▶ [Consigne écrite a] Placez chaque ligne de toutes les entrées dans une liste JSON de chaînes, une chaîne par ligne, sans les lignes vides.

▶ [Extrait du document]
En raison des manquements graves et répétés dans l'exécution de votre contrat de travail évoqués précédemment, nous sommes contraints de vous notifier votre licenciement pour faute grave, sans préavis ni indemnité [']. »
Par lettre du 27 juin 2018, M. [F] a contesté son licenciement.
Contestant son licenciement, par requête du 24 décembre 2018, M. [F] a saisi le conseil de prud'hommes de Nanterre aux fins de voir condamner son employeur à lui payer la somme de 11 200 euros à titre d'indemnité pour licenciement sans cause réelle et sérieuse, ainsi que diverses sommes de nature salariale et de nature indemnitaire.
Par jugement du 16 septembre 2022, le conseil de prud'hommes de Nanterre (section activités diverses) a :
. Condamné la société Elior Services FM a à payer à M. [F] les sommes suivantes :
- 2 868,75 euros au titre de l'indemnité légale de licenciement,
- 3 200 euros au titre de l'indemnité compensatrice de préavis,
- 320 euros au titre de l'indemnité compensatrice de congés payés sur préavis,
- 52,50 euros au titre de sa prime d'assiduité du mois de mai 2018,
- 140 euros correspondant aux tickets-restaurant du mois de février 2017,
- 271,55 euros au titre des heures supplémentaires,
- 27,15 euros au titre de l'indemnité de congés payés afférente,
. Condamné la société Elior Services FM à payer à M. [F] la somme de 950 euros par application des dispositions de l'article 700 du code de procédure civile,
. Débouté M. [F] du surplus de ses demandes,
. Débouté la société Elior Services FM de sa demande reconventionnelle,
. Condamné la société Elior Services FM aux entiers dépens.
Par déclaration par voie électronique du 6 février 2023, M. [F] a interjeté appel de ce jugement.
Une ordonnance de clôture a été prononcée le 10 septembre 2025.

▶ [Lignes de données]
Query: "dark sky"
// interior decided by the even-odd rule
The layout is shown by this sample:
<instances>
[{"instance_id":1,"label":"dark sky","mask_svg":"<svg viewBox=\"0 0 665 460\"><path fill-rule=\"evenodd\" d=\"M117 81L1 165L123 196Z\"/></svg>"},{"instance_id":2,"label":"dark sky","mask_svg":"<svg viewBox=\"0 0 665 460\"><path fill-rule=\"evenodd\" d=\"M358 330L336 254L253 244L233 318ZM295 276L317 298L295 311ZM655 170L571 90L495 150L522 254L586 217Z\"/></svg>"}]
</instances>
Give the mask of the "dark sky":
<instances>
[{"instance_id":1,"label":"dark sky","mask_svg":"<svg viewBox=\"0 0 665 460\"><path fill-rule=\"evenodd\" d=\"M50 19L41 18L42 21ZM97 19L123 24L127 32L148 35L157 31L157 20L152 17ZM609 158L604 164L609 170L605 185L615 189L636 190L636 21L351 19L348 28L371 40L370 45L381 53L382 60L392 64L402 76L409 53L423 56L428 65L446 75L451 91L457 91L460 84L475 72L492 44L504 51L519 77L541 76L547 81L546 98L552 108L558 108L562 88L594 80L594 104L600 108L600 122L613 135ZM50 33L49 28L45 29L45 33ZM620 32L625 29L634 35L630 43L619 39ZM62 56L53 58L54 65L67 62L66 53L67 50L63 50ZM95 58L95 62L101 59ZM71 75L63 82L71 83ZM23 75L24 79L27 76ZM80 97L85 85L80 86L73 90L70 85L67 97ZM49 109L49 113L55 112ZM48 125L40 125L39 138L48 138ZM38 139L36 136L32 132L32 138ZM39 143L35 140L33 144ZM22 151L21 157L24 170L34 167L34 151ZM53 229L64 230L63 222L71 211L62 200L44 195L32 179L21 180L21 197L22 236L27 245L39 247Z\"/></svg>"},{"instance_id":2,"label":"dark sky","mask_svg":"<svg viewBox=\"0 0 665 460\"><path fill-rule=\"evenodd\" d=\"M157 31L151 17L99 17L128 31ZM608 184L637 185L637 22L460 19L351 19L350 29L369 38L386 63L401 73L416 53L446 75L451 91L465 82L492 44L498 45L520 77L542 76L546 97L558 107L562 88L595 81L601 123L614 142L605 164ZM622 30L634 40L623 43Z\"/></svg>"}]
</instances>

▶ [Consigne écrite b]
D'après l'extrait du document, les affirmations suivantes sont-elles exactes ? Pour chacune, répondez par oui ou par non et citez les mots de l'extrait qui en décident.
(i) Le conseil de prud'hommes de Nanterre a condamné la société Elior Services FM à payer 3 200 euros au titre de l'indemnité compensatrice de préavis.
(ii) M. [F] a interjeté appel par une déclaration du 16 septembre 2022.
(iii) La demande reconventionnelle de la société Elior Services FM a été accueillie.

▶ [Réponse a]
[
  "Query: \"dark sky\"",
  "// interior decided by the even-odd rule",
  "The layout is shown by this sample:",
  "<instances>",
  "[{\"instance_id\":1,\"label\":\"dark sky\",\"mask_svg\":\"<svg viewBox=\\\"0 0 665 460\\\"><path fill-rule=\\\"evenodd\\\" d=\\\"M117 81L1 165L123 196Z\\\"/></svg>\"},{\"instance_id\":2,\"label\":\"dark sky\",\"mask_svg\":\"<svg viewBox=\\\"0 0 665 460\\\"><path fill-rule=\\\"evenodd\\\" d=\\\"M358 330L336 254L253 244L233 318ZM295 276L317 298L295 311ZM655 170L571 90L495 150L522 254L586 217Z\\\"/></svg>\"}]",
  "</instances>",
  "Give the mask of the \"dark sky\":",
  "<instances>",
  "[{\"instance_id\":1,\"label\":\"dark sky\",\"mask_svg\":\"<svg viewBox=\\\"0 0 665 460\\\"><path fill-rule=\\\"evenodd\\\" d=\\\"M50 19L41 18L42 21ZM97 19L123 24L127 32L148 35L157 31L157 20L152 17ZM609 158L604 164L609 170L605 185L615 189L636 190L636 21L351 19L348 28L371 40L370 45L381 53L382 60L392 64L402 76L409 53L423 56L428 65L446 75L451 91L457 91L460 84L475 72L492 44L504 51L519 77L541 76L547 81L546 98L552 108L558 108L562 88L594 80L594 104L600 108L600 122L613 135ZM50 33L49 28L45 29L45 33ZM620 32L625 29L634 35L630 43L619 39ZM62 56L53 58L54 65L67 62L66 53L67 50L63 50ZM95 58L95 62L101 59ZM71 75L63 82L71 83ZM23 75L24 79L27 76ZM80 97L85 85L80 86L73 90L70 85L67 97ZM49 109L49 113L55 112ZM48 125L40 125L39 138L48 138ZM38 139L36 136L32 132L32 138ZM39 143L35 140L33 144ZM22 151L21 157L24 170L34 167L34 151ZM53 229L64 230L63 222L71 211L62 200L44 195L32 179L21 180L21 197L22 236L27 245L39 247Z\\\"/></svg>\"},{\"instance_id\":2,\"label\":\"dark sky\",\"mask_svg\":\"<svg viewBox=\\\"0 0 665 460\\\"><path fill-rule=\\\"evenodd\\\" d=\\\"M157 31L151 17L99 17L128 31ZM608 184L637 185L637 22L460 19L351 19L350 29L369 38L386 63L401 73L416 53L446 75L451 91L465 82L492 44L498 45L520 77L542 76L546 97L558 107L562 88L595 81L601 123L614 142L605 164ZM622 30L634 40L623 43Z\\\"/></svg>\"}]",
  "</instances>"
]

▶ [Réponse b]
(i) Oui : « 3 200 euros au titre de l'indemnité compensatrice de préavis ».
(ii) Non : « Par déclaration par voie électronique du 6 février 2023, M. [F] a interjeté appel de ce jugement. »
(iii) Non : « Débouté la société Elior Services FM de sa demande reconventionnelle ».